## [Data]

- - - -

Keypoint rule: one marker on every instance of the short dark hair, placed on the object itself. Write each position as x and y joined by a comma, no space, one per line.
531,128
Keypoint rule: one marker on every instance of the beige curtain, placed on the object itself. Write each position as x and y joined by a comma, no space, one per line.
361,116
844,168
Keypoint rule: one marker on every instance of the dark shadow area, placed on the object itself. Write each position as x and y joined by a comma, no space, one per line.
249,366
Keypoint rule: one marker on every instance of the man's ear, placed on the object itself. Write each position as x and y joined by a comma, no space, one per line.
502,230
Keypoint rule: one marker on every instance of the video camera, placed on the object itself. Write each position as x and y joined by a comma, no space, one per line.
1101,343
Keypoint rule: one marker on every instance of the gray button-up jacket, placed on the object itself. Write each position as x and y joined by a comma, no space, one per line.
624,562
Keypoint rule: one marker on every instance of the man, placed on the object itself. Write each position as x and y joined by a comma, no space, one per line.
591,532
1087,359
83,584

- - - -

## [What you will do]
Reproduce every line of the listing above, the requests included and left as they are, but multiply each x,y coordinate in the answers by 1.25 and round it to a whole number, with halves rounded up.

## [Finished task]
Keypoint rule: one marker on every instance of the short dark hair, placed on the object itself. Write each position as x and y joined by a comma, no space, one per line.
664,160
Keypoint rule: one marker on every instance of the beige curtain, placed on the object itself. Write each position as x and y joined by a comma, no space, one per line.
451,145
1055,210
Keypoint rule: one marker on every instance of the dark shadow area, placed on the object itself. Write each position as x and y joined by a comma, no space, one per line.
311,458
Keypoint rule: one marker on every instance of the man's ear, placed on the object itself. Write each position as x and y joined by a comma, no space, one per line.
628,288
Keypoint rule: one marker on every instance of the video camera, placed on the object itself. Write each position as x and y joined by a comma, no space, one per line.
1376,429
Keypoint rule: one marker on every instance of the gray button-up jacket, placed on the object itself. Write each position as x and y joined by a comma, no space, one per line.
780,703
Keypoint rule: one marker on every instance of the man, placed on the object itself. Write each position as x and y joined by a comma, no space, one per line.
739,665
1359,449
104,730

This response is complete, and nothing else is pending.